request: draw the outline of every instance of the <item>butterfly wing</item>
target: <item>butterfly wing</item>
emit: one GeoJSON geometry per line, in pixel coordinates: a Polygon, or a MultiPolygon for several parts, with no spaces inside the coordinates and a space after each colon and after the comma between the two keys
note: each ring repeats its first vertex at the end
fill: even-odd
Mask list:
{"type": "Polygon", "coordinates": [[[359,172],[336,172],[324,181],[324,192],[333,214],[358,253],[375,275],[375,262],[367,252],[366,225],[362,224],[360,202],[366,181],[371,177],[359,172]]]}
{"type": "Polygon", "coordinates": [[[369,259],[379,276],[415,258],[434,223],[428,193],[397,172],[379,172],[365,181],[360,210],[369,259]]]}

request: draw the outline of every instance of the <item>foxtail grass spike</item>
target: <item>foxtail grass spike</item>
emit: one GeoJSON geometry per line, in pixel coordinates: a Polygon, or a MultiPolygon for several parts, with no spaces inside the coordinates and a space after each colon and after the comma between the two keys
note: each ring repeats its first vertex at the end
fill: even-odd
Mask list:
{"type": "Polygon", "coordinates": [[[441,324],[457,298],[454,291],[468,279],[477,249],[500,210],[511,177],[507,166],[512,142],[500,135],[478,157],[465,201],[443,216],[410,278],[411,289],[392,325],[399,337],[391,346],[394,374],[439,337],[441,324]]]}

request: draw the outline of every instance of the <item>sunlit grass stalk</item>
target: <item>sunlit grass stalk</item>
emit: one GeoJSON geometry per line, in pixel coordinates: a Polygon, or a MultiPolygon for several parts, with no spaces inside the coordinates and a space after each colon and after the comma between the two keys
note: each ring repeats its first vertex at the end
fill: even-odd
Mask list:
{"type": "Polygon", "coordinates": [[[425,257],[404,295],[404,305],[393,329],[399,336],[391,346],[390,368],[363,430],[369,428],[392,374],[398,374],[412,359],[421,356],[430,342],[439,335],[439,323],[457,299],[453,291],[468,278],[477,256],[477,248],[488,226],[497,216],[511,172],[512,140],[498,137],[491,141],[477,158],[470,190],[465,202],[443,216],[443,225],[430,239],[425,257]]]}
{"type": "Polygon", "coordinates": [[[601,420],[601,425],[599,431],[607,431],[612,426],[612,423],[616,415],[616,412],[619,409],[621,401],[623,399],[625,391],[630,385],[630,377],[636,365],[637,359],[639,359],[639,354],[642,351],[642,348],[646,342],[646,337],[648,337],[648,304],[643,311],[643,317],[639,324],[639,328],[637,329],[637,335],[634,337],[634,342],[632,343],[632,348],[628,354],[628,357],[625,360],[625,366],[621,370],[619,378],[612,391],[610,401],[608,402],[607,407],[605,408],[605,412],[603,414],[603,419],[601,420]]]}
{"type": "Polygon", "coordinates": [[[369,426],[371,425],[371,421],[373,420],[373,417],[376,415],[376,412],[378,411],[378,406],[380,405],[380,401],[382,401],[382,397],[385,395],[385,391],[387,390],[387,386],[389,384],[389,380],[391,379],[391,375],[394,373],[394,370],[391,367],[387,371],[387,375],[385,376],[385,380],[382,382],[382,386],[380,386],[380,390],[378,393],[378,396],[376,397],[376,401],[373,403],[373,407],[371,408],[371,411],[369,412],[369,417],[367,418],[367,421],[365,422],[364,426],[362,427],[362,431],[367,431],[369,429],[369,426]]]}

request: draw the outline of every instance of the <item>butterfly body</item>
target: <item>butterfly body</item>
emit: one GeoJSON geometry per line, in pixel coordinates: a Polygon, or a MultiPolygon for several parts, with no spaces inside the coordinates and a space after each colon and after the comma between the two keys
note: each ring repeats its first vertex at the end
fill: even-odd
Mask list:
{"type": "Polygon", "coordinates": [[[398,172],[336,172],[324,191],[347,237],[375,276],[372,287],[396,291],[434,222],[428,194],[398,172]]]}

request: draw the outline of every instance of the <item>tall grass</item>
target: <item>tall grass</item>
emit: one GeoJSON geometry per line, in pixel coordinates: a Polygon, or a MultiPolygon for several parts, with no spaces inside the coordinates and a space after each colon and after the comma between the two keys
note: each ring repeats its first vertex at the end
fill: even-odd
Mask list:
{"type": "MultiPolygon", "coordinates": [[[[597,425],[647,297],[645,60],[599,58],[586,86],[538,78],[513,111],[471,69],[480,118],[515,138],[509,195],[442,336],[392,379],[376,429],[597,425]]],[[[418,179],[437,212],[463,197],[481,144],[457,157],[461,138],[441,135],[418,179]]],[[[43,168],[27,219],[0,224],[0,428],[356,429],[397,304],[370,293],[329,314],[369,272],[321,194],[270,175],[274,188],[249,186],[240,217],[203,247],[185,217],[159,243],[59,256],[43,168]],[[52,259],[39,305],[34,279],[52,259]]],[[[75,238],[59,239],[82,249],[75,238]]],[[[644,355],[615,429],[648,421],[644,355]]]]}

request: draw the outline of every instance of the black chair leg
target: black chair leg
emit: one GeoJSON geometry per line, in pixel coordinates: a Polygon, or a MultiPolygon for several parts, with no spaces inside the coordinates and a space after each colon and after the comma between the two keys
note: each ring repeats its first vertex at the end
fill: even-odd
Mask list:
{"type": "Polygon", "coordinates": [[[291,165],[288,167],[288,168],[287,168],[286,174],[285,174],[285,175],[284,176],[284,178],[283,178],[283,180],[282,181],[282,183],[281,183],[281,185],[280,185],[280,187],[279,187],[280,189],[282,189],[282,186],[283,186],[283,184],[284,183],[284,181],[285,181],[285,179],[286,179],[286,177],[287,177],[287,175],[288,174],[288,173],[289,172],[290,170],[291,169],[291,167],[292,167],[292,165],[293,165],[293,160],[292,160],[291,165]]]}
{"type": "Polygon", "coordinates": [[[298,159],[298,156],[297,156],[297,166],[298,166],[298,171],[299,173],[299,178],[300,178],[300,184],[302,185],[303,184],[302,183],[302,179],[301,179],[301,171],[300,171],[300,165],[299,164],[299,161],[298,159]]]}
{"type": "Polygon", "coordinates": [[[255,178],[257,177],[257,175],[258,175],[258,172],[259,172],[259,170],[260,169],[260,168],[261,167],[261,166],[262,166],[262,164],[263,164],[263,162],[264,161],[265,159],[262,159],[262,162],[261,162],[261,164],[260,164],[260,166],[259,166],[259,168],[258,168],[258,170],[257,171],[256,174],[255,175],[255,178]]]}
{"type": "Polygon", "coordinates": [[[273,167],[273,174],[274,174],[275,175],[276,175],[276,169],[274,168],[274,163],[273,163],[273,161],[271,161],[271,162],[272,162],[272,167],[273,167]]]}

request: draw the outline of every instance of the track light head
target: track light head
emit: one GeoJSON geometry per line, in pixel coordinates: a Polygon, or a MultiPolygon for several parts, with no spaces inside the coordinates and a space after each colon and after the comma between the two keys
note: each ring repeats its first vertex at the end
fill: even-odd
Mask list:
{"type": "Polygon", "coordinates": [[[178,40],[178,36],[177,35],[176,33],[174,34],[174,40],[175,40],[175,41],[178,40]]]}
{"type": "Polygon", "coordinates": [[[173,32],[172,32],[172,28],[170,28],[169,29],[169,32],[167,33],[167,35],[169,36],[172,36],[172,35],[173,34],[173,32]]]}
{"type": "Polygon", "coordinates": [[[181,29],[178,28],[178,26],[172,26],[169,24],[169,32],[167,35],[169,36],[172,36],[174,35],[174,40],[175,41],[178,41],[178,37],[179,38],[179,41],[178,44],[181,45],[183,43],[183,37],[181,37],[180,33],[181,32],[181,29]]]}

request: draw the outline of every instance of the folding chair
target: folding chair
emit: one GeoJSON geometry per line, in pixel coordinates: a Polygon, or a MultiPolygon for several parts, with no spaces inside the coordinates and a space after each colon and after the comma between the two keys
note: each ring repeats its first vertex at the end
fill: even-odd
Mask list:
◇ ◇ ◇ ◇
**Aim of the task**
Print all the data exactly.

**The answer**
request: draw the outline of every instance of the <item>butterfly wing</item>
target: <item>butterfly wing</item>
emit: one GeoJSON geometry per line, in pixel coordinates: a Polygon, or a MultiPolygon for several parts, with no spaces inside the coordinates and a space after each colon and after the comma between the two keys
note: each ring repeats its first vertex at the end
fill: even-odd
Mask list:
{"type": "Polygon", "coordinates": [[[359,172],[336,172],[324,181],[324,192],[333,214],[358,253],[375,275],[375,262],[367,252],[366,225],[362,224],[360,202],[366,181],[371,177],[359,172]]]}
{"type": "Polygon", "coordinates": [[[369,259],[379,276],[415,258],[434,223],[428,193],[397,172],[379,172],[365,181],[360,210],[369,259]]]}

request: draw the outline of every instance of the <item>foxtail grass spike</item>
target: <item>foxtail grass spike</item>
emit: one GeoJSON geometry per line, in pixel coordinates: a Polygon, or a MultiPolygon for several parts, with no spaces inside the coordinates and a space after each colon and after the comma between the two keys
note: each ring repeats its first vertex at the end
fill: even-odd
Mask list:
{"type": "Polygon", "coordinates": [[[441,324],[457,298],[454,291],[468,279],[477,249],[500,210],[511,177],[507,166],[512,142],[500,135],[478,157],[465,201],[443,216],[410,278],[411,289],[392,325],[399,337],[391,346],[394,374],[439,337],[441,324]]]}

request: draw the outline of every instance of the <item>sunlit grass stalk</item>
target: <item>sunlit grass stalk</item>
emit: one GeoJSON geometry per line, in pixel coordinates: a Polygon, or a MultiPolygon for several parts, with no spaces inside the coordinates and a space after each colon and after the comma between the two keys
note: each ring repeats its first vertex at the end
fill: even-odd
Mask list:
{"type": "Polygon", "coordinates": [[[425,257],[404,295],[404,305],[393,329],[399,336],[391,346],[390,368],[363,430],[369,428],[392,374],[398,374],[412,359],[421,356],[430,342],[439,335],[439,323],[457,299],[453,291],[468,278],[477,256],[477,248],[488,226],[497,216],[511,172],[512,140],[498,137],[491,141],[477,158],[470,190],[465,202],[443,216],[443,225],[430,239],[425,257]]]}
{"type": "Polygon", "coordinates": [[[601,420],[601,425],[599,431],[607,431],[612,426],[612,423],[616,415],[616,412],[619,409],[621,401],[623,399],[625,391],[630,385],[630,377],[636,365],[637,359],[639,359],[639,354],[642,351],[642,348],[646,342],[646,337],[648,337],[648,304],[643,311],[643,317],[639,324],[639,328],[637,329],[637,335],[634,337],[634,342],[632,343],[632,348],[628,354],[628,357],[625,360],[625,366],[621,370],[619,378],[612,391],[610,401],[608,402],[607,407],[605,408],[605,412],[603,414],[603,419],[601,420]]]}
{"type": "Polygon", "coordinates": [[[369,426],[371,425],[371,421],[373,420],[373,417],[376,415],[376,412],[378,411],[378,406],[380,405],[380,401],[382,401],[382,397],[385,395],[385,391],[387,390],[387,386],[389,384],[389,380],[391,379],[391,375],[394,373],[394,370],[391,367],[387,371],[387,375],[385,376],[385,380],[382,382],[382,386],[380,386],[380,390],[378,393],[378,396],[376,397],[376,401],[373,403],[373,407],[371,408],[371,411],[369,412],[369,417],[367,418],[367,421],[365,422],[364,426],[362,427],[362,431],[367,431],[369,429],[369,426]]]}

request: draw the outline of every instance of the <item>butterfly body</item>
target: <item>butterfly body</item>
emit: one GeoJSON geometry per line, in pixel coordinates: a Polygon, or a MultiPolygon for several parts, with no spaces inside the coordinates and a space after each colon and after the comma between the two keys
note: each ring repeats its first vertex at the end
fill: even-odd
Mask list:
{"type": "Polygon", "coordinates": [[[398,172],[336,172],[324,191],[347,237],[375,276],[372,287],[396,291],[434,222],[428,194],[398,172]]]}

request: draw the outline of every instance of the <item>tall grass</item>
target: <item>tall grass</item>
emit: one GeoJSON geometry per line, in pixel coordinates: a Polygon, or a MultiPolygon for several parts, with no spaces inside the coordinates and a space after each colon and after the comma between the two keys
note: each ring repeats its first vertex at the end
fill: even-odd
Mask list:
{"type": "MultiPolygon", "coordinates": [[[[597,425],[647,297],[645,60],[599,58],[586,86],[538,78],[513,111],[471,69],[480,118],[515,138],[509,195],[442,336],[392,379],[376,429],[597,425]]],[[[418,179],[437,212],[463,197],[481,144],[457,157],[461,138],[441,135],[418,179]]],[[[43,168],[27,219],[0,224],[0,428],[356,429],[397,304],[370,293],[329,314],[369,272],[321,194],[270,175],[274,188],[249,186],[240,217],[203,247],[185,217],[159,243],[59,256],[43,168]],[[52,259],[39,305],[34,279],[52,259]]],[[[75,238],[59,239],[82,249],[75,238]]],[[[644,355],[615,429],[648,421],[644,355]]]]}

request: draw the outline of every instance of the black chair leg
target: black chair leg
emit: one GeoJSON geometry per line, in pixel coordinates: a Polygon, or a MultiPolygon for several parts, with no spaces inside the coordinates and a space after each colon and after the comma between the two keys
note: each ring repeats its first vertex at the end
fill: even-odd
Mask list:
{"type": "Polygon", "coordinates": [[[291,165],[288,167],[288,168],[287,168],[286,174],[285,174],[285,175],[284,176],[284,178],[283,178],[283,180],[282,181],[282,183],[281,183],[281,185],[280,185],[280,187],[279,187],[280,189],[282,189],[282,186],[283,186],[283,184],[284,183],[284,181],[285,181],[285,179],[286,179],[286,177],[287,177],[287,175],[288,174],[288,173],[289,172],[290,170],[291,169],[291,167],[292,167],[292,165],[293,165],[293,160],[292,160],[291,165]]]}
{"type": "Polygon", "coordinates": [[[298,159],[298,156],[297,156],[297,166],[298,166],[298,171],[299,173],[299,178],[300,178],[300,184],[302,185],[303,184],[302,183],[302,179],[301,179],[301,171],[300,171],[300,165],[299,164],[299,161],[298,159]]]}
{"type": "Polygon", "coordinates": [[[255,178],[257,177],[257,175],[258,175],[258,172],[259,172],[259,170],[260,169],[260,168],[261,167],[261,166],[262,166],[262,164],[263,164],[263,162],[264,161],[265,159],[262,159],[262,162],[261,162],[261,164],[260,164],[260,166],[259,166],[259,168],[258,168],[258,170],[257,171],[256,174],[255,175],[255,178]]]}
{"type": "Polygon", "coordinates": [[[273,167],[273,174],[274,174],[275,175],[276,175],[276,169],[274,168],[274,163],[273,163],[273,161],[271,161],[271,162],[272,162],[272,167],[273,167]]]}

request: draw the outline of every instance of the track light head
target: track light head
emit: one GeoJSON geometry per line, in pixel coordinates: a Polygon, or a MultiPolygon for several parts, with no spaces inside the coordinates and a space after each colon and after the comma between the two keys
note: each ring repeats its first vertex at the end
fill: even-odd
Mask list:
{"type": "Polygon", "coordinates": [[[178,40],[178,36],[177,35],[176,33],[174,34],[174,40],[175,40],[175,41],[178,40]]]}
{"type": "Polygon", "coordinates": [[[173,32],[172,32],[172,28],[170,28],[169,29],[169,32],[167,33],[167,35],[169,36],[172,36],[172,35],[173,34],[173,32]]]}
{"type": "Polygon", "coordinates": [[[181,29],[178,28],[178,26],[172,26],[169,24],[169,32],[167,35],[169,36],[172,36],[174,35],[174,40],[175,41],[178,41],[178,37],[179,38],[179,41],[178,44],[181,45],[183,43],[183,37],[181,37],[180,33],[181,32],[181,29]]]}

request: draw the outline of every instance of the folding chair
target: folding chair
emit: one GeoJSON geometry per line, in pixel coordinates: a Polygon, or a MultiPolygon for several parts, with no spaces inside the coordinates and a space after each colon and after the comma between the two keys
note: each ring repeats its first vertex at the end
fill: even-odd
Mask list:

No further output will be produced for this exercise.